◆ What you are asked to do
Rewrite the stretch from the start of the rows through the line that contains "x=216, y=95", both ends included, keeping every request line unchanged. Multiply each x and y coordinate in the answers by 1.3 and round to whole numbers, with halves rounded up.

[Pointing entries for named objects]
——————
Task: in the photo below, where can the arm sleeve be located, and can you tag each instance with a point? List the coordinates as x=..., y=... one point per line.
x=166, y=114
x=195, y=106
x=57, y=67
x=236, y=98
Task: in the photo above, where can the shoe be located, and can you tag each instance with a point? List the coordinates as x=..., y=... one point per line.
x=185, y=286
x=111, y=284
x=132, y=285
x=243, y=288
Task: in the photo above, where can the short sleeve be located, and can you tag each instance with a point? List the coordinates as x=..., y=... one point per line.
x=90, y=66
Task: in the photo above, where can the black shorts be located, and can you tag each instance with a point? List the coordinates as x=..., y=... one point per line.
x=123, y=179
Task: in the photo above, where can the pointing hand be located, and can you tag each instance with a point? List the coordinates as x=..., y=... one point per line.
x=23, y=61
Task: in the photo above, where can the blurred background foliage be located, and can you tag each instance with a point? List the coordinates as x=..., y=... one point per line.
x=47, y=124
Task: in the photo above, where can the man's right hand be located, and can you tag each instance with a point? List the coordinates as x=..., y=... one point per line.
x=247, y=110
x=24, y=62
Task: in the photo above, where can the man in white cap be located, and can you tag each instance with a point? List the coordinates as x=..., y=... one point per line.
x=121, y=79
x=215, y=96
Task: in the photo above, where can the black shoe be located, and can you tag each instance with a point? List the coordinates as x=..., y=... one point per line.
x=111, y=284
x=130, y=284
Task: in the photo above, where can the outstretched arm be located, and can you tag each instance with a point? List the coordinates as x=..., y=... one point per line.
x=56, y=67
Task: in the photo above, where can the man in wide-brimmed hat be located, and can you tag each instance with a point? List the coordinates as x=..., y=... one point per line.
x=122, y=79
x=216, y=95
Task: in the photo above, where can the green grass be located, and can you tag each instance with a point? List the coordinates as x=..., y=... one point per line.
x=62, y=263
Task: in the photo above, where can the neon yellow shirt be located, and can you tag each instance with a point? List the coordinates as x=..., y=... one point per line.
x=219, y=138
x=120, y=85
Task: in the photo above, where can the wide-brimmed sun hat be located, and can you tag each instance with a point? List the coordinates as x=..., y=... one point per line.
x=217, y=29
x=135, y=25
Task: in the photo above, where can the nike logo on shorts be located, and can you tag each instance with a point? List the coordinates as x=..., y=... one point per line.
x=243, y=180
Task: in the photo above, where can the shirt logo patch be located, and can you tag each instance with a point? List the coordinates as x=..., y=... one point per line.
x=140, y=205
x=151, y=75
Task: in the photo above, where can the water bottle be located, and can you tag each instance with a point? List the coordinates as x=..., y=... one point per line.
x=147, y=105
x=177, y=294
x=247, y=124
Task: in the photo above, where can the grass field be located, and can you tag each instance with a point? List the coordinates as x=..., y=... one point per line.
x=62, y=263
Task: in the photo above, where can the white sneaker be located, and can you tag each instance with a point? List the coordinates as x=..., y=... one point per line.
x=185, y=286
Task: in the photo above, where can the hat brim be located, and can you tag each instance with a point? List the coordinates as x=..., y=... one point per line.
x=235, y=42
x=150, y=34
——————
◆ Task output
Task: in the photo below, where can the arm sleeve be located, and can you tag each instance with a point? List the coordinates as x=..., y=... one point per line.
x=216, y=148
x=254, y=138
x=74, y=87
x=307, y=127
Task: in the photo above, where can the shoe be located, and can you tag each instance with a point? List the coordinates as x=..., y=... one point per line.
x=241, y=372
x=144, y=369
x=172, y=371
x=316, y=374
Task: in the photo above, where can the short sleeve be located, and can you tag each instance with a point? List the coordinates as x=..., y=... one point per line.
x=117, y=86
Task: in the photo above, where can the black shorts be located, and can you tag each instance with a point? List the coordinates as x=..., y=... one point per line.
x=160, y=233
Task: in the photo above, where can the pointing hand be located, and can you tag each instance with a point? List the coordinates as x=..., y=... one point per line.
x=30, y=79
Task: in the photo above, where can the blurred background foliage be located, and can you tag each instance with a point? List the coordinates as x=..., y=... one point per line.
x=61, y=161
Task: in the photo above, where can the man's right hand be located, and can you tag each instance with a point? List the coordinates as x=..., y=... one point per line.
x=321, y=143
x=31, y=81
Task: in the photo above, where can the man in white cap be located, and can you tag each instance with a point? List the coordinates as x=..., y=... one point per line.
x=157, y=103
x=280, y=125
Task: in the photo above, where can the black shoe be located, and can you tag each instance with a point? List the coordinates as x=..., y=... one point per line.
x=144, y=369
x=169, y=369
Task: in the photo above, where can the outstretched arm be located, and can you tag each instance with a point? List the coordinates as x=..., y=... one point per line.
x=73, y=87
Task: in the photo above, where can the man in wide-brimmed hat be located, and can you tag each instance with a point? List the coordinates as x=..., y=... one point per line.
x=159, y=103
x=281, y=124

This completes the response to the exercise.